──────── Data extracts

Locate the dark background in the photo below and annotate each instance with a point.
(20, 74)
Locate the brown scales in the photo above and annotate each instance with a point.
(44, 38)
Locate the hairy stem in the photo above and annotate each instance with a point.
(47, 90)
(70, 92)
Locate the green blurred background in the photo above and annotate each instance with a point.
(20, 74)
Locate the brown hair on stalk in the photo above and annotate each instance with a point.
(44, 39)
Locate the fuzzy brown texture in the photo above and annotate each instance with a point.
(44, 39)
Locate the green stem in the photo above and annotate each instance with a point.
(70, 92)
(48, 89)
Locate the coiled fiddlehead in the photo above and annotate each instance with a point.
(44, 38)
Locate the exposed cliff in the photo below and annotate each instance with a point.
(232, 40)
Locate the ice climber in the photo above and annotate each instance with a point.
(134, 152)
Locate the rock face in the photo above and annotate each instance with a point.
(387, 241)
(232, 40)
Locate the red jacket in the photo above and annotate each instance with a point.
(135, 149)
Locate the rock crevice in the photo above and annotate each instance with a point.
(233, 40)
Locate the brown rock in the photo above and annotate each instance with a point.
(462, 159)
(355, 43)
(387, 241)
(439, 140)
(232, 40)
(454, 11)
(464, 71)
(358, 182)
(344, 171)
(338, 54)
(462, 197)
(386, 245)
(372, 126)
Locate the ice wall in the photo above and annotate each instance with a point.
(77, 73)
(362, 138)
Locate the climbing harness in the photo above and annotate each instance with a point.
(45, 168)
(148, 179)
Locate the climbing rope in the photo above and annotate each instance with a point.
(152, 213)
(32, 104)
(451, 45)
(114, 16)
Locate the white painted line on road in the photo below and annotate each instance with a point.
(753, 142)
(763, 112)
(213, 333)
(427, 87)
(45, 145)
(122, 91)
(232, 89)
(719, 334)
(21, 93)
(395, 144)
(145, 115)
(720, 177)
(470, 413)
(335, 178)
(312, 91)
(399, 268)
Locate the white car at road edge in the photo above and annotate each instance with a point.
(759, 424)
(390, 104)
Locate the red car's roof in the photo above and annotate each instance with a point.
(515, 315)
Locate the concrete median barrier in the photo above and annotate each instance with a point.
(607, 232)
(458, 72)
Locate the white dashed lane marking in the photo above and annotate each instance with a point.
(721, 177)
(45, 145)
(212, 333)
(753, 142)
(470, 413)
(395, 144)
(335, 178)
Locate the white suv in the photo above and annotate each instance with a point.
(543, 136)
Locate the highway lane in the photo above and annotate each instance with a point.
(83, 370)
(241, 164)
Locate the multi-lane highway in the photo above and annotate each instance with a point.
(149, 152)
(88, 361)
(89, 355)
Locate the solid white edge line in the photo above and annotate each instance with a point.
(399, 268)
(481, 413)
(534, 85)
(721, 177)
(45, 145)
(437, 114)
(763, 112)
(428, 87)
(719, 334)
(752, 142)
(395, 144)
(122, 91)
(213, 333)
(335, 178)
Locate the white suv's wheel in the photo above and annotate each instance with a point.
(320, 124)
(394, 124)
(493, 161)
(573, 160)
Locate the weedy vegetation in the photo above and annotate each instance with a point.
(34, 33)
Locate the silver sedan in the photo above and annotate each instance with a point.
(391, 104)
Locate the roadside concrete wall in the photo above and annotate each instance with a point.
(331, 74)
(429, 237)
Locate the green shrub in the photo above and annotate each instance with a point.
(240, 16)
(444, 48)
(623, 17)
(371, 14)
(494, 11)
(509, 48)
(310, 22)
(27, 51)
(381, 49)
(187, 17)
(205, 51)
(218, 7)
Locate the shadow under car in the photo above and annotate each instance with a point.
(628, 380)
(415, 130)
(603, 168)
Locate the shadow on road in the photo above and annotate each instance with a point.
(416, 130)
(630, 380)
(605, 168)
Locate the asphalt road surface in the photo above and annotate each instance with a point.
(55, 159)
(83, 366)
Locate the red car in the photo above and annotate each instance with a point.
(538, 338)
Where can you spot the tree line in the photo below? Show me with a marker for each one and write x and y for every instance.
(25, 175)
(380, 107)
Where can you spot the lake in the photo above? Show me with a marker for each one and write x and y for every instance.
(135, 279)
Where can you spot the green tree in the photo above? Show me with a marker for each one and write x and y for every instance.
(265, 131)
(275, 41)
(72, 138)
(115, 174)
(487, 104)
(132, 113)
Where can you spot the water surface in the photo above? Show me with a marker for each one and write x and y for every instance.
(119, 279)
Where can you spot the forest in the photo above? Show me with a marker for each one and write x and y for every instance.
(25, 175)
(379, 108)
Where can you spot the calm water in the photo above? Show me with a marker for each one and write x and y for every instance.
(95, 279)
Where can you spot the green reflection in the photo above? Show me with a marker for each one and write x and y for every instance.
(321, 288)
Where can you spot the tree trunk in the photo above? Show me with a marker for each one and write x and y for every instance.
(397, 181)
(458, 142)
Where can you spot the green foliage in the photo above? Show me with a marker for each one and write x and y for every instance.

────────────────

**The task**:
Exact reproduction of all the material is needed.

**Your response**:
Locate the dark background in the photo below and annotate each instance with a point.
(20, 74)
Locate the brown scales in the photo above and annotate each instance with a point.
(44, 38)
Locate the hairy stem in the photo above and annotate each instance with a point.
(47, 90)
(70, 92)
Locate the green blurred background in the photo above and annotate each instance with a point.
(20, 74)
Locate the brown hair on stalk in the photo above and annotate each instance with a point.
(44, 39)
Locate the fuzzy brown texture in the photo above and annotate each instance with a point.
(44, 39)
Locate the green stem in the photo above and annotate each instance with a point.
(70, 92)
(48, 89)
Locate the coiled fiddlehead in the photo above and annotate each instance with a point.
(44, 38)
Locate the exposed cliff in the photo below and annotate each instance with a point.
(232, 40)
Locate the ice climber in the photo above and annotate each instance with a point.
(134, 152)
Locate the rock face in the photo above and annotate each instance with a point.
(387, 241)
(232, 40)
Locate the red jacket in the photo above and annotate each instance with a point.
(135, 149)
Locate the rock crevice in the photo above and annotate each instance with a point.
(233, 40)
Locate the brown rock in the photo above and annotate each instance with a point.
(462, 159)
(355, 43)
(387, 241)
(439, 140)
(232, 40)
(454, 11)
(464, 71)
(358, 182)
(344, 171)
(338, 54)
(462, 197)
(386, 245)
(372, 126)
Locate the ice wall in the photo above and annotate each instance with a point.
(77, 73)
(362, 138)
Locate the climbing harness in the photo above and annotate each instance with a point.
(45, 168)
(148, 179)
Locate the climbing rope in the photo above and annotate each instance with a point.
(152, 213)
(32, 104)
(451, 45)
(114, 16)
Locate the white painted line on road in the photo below and annotate each instance with a point.
(753, 142)
(763, 112)
(213, 333)
(427, 87)
(45, 145)
(122, 91)
(232, 89)
(719, 334)
(21, 93)
(395, 144)
(145, 115)
(720, 177)
(470, 413)
(335, 178)
(312, 91)
(399, 268)
Locate the white car at road edge in the photo above and annotate each instance with a point.
(759, 424)
(390, 104)
Locate the red car's roof in the photo above and annotate each instance with a point.
(515, 315)
Locate the concrete median barrier in the photo above and annotate each instance with a point.
(607, 232)
(458, 72)
Locate the white dashed lane marking in the photo above and annotate each instance with a point.
(721, 177)
(45, 145)
(212, 333)
(753, 142)
(470, 413)
(395, 144)
(335, 178)
Locate the white suv in the photo above and annotate each instance with a point.
(543, 136)
Locate the highway lane in the photo above and annotate each instance with a point.
(83, 370)
(241, 164)
Locate the multi-lane highway in the photo above and annotate each instance with a point.
(149, 152)
(88, 361)
(89, 355)
Locate the solid white edge line in the photo above and annotate each instance with a point.
(399, 268)
(481, 413)
(534, 85)
(721, 177)
(45, 145)
(437, 114)
(763, 112)
(428, 87)
(719, 334)
(752, 142)
(395, 144)
(122, 91)
(213, 333)
(335, 178)
Locate the white suv's wheel in the photo above and annotate each instance with a point.
(320, 124)
(394, 124)
(493, 161)
(573, 160)
Locate the weedy vegetation in the photo above and annotate each instance with a point.
(34, 33)
Locate the silver sedan in the photo above and annotate each instance with a point.
(391, 104)
Locate the roadside concrete wall in the photo above and annotate each instance with a point.
(331, 74)
(429, 237)
Locate the green shrub in the photo above and annotate each instance with a point.
(240, 16)
(444, 48)
(623, 17)
(371, 14)
(494, 11)
(509, 48)
(310, 22)
(27, 51)
(381, 49)
(187, 17)
(205, 51)
(218, 7)
Locate the shadow under car in the photo above and annotate each instance with a point.
(628, 380)
(415, 130)
(603, 168)
Locate the shadow on road in the photo above and annotate each instance with a point.
(416, 130)
(630, 380)
(605, 168)
Locate the asphalt road surface in the photo above and annotate each instance with a point.
(55, 159)
(83, 366)
Locate the red car in the photo above and annotate each instance with a point.
(538, 338)
Where can you spot the tree line in the photo below? Show me with a marker for each one and write x and y for every instance.
(25, 175)
(380, 107)
Where can you spot the lake in the photo above? Show me with a marker for each one and write x and y for every instance.
(135, 279)
Where can you spot the green tree in the photo above? Show me with a marker for each one and write x and y for every instance.
(265, 131)
(275, 41)
(72, 138)
(115, 174)
(487, 104)
(132, 113)
Where can you spot the water surface in the photo above? Show me with a marker for each one and write x and y for every instance.
(119, 279)
Where can you spot the forest in the photo above? Show me with a marker for each one and write x and y for every instance.
(25, 175)
(379, 108)
Where can you spot the calm water in the photo above? Show me with a marker for each one and write x and y for every instance.
(95, 279)
Where can you spot the green reflection in the photo above? Show me with a marker for each one and write x and y for every instance.
(321, 288)
Where can you spot the tree trunk in the photo above? Show me with a marker for each one and write x and y for every instance.
(397, 181)
(458, 142)
Where can you spot the green foliage in the photo above? Show me with a marker for each one and write x and y for every instance.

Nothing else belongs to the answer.